(Named-object pointing records)
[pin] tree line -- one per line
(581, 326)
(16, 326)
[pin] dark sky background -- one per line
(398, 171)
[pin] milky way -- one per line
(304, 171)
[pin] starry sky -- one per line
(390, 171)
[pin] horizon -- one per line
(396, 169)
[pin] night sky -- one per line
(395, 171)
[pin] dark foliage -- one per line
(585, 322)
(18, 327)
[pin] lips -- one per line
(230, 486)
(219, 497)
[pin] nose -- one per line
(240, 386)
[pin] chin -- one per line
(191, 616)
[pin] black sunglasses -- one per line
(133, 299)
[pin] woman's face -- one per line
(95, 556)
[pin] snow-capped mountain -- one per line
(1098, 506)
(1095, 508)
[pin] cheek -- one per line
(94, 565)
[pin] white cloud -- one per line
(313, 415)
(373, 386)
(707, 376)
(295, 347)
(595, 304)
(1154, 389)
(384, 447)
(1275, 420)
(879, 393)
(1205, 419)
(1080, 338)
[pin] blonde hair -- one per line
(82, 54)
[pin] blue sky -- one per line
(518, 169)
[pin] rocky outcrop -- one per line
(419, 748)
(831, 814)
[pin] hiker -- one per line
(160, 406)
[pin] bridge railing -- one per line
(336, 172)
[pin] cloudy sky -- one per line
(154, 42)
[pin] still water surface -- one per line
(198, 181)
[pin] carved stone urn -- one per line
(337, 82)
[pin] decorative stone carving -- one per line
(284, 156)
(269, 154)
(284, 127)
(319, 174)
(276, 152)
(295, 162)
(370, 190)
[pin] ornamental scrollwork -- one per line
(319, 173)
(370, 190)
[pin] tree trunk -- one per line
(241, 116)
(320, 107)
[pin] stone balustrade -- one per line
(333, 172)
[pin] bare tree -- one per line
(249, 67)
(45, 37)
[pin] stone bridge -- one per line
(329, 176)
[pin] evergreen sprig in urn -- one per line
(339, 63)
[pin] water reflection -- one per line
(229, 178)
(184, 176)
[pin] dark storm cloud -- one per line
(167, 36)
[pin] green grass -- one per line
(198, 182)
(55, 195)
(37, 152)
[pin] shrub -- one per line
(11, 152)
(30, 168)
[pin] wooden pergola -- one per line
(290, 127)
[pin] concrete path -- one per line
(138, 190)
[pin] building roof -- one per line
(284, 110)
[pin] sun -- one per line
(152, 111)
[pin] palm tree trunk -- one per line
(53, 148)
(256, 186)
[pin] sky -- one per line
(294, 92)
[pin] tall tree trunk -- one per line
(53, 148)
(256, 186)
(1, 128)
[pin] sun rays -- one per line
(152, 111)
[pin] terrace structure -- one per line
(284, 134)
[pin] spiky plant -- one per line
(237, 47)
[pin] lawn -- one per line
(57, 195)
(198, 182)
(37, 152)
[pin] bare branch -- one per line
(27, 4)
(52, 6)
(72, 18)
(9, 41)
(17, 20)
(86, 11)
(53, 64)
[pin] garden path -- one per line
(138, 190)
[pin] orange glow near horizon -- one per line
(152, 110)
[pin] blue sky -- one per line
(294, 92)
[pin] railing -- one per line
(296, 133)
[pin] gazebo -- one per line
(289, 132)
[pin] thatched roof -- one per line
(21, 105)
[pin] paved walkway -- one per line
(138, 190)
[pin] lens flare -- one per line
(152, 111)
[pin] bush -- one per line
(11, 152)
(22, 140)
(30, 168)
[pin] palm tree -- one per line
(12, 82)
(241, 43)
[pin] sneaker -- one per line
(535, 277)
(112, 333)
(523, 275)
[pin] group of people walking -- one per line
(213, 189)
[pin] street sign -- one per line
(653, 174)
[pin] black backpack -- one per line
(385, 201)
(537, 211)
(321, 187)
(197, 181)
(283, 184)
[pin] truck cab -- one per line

◆ **GIVEN PROBLEM**
Extract each line of the material exactly as it stands.

◆ **EXERCISE RESPONSE**
[pin] tree line -- one per line
(581, 326)
(16, 326)
[pin] dark sky background -- one per line
(398, 171)
[pin] milky way -- one per line
(304, 171)
[pin] starry sky -- one per line
(390, 171)
[pin] horizon -- one per line
(396, 169)
[pin] night sky -- one per line
(395, 171)
[pin] dark foliage -- one per line
(585, 322)
(18, 327)
[pin] lips -- one per line
(230, 486)
(219, 497)
[pin] nose -- one per line
(240, 386)
[pin] chin -- one per line
(191, 616)
[pin] black sunglasses -- one per line
(133, 299)
[pin] woman's face -- one per line
(95, 556)
[pin] snow-capped mountain -- one per line
(1098, 506)
(1095, 508)
[pin] cheek -- one per line
(94, 565)
[pin] white cloud -- one per line
(313, 415)
(373, 386)
(707, 376)
(295, 347)
(595, 304)
(1154, 389)
(384, 447)
(1275, 420)
(879, 393)
(1205, 419)
(1080, 338)
[pin] blonde hair -- one per line
(82, 54)
[pin] blue sky -- one per line
(518, 169)
[pin] rocky outcrop -- one per line
(419, 748)
(831, 814)
[pin] hiker -- one per line
(160, 406)
[pin] bridge railing -- one per line
(336, 172)
[pin] cloudy sky -- one per line
(154, 42)
[pin] still water surface -- one per line
(198, 181)
[pin] carved stone urn -- one per line
(337, 82)
[pin] decorative stone carving -- one per line
(284, 156)
(269, 154)
(284, 127)
(319, 174)
(276, 152)
(295, 162)
(370, 190)
[pin] ornamental scrollwork -- one per line
(319, 173)
(370, 190)
[pin] tree trunk -- one per line
(241, 116)
(320, 107)
[pin] stone balustrade -- one per line
(333, 172)
[pin] bare tree -- one per line
(249, 67)
(45, 37)
[pin] stone bridge -- one per line
(329, 176)
[pin] evergreen sprig in urn -- one per line
(339, 63)
[pin] water reflection -- one per line
(229, 178)
(184, 176)
[pin] dark storm cloud -- one per line
(167, 36)
[pin] green grass -- one per line
(198, 182)
(55, 195)
(37, 152)
[pin] shrub -- one per line
(11, 152)
(30, 168)
[pin] wooden pergola -- one per line
(290, 127)
[pin] concrete path -- one per line
(138, 190)
[pin] building roof -- one per line
(284, 110)
[pin] sun -- one per line
(152, 111)
[pin] palm tree trunk -- one per line
(53, 148)
(256, 186)
[pin] sky -- one per line
(294, 92)
[pin] tall tree trunk -- one per line
(53, 148)
(256, 186)
(1, 128)
[pin] sun rays -- one per line
(152, 111)
[pin] terrace structure -- one per line
(284, 134)
[pin] spiky plant -- one per line
(237, 47)
[pin] lawn -- one per line
(57, 195)
(198, 182)
(37, 152)
[pin] bare branch -- one per line
(27, 4)
(52, 6)
(72, 18)
(9, 41)
(17, 20)
(86, 11)
(53, 64)
[pin] garden path -- one per line
(138, 190)
[pin] orange glow near horizon -- one per line
(152, 110)
[pin] blue sky -- one per line
(294, 92)
[pin] railing -- one per line
(296, 133)
[pin] gazebo -- one per line
(289, 132)
[pin] thatched roof -- one per line
(21, 105)
[pin] paved walkway -- one per line
(138, 190)
[pin] lens flare -- one per line
(152, 111)
[pin] bush -- one per line
(11, 152)
(22, 140)
(30, 168)
[pin] palm tree -- one per line
(12, 82)
(241, 43)
[pin] sneaker -- one per line
(535, 277)
(112, 333)
(523, 275)
[pin] group of people walking -- one per line
(213, 189)
[pin] street sign -- one per line
(653, 174)
[pin] black backpack -- one per line
(385, 201)
(537, 211)
(321, 187)
(197, 181)
(283, 184)
[pin] truck cab -- one per line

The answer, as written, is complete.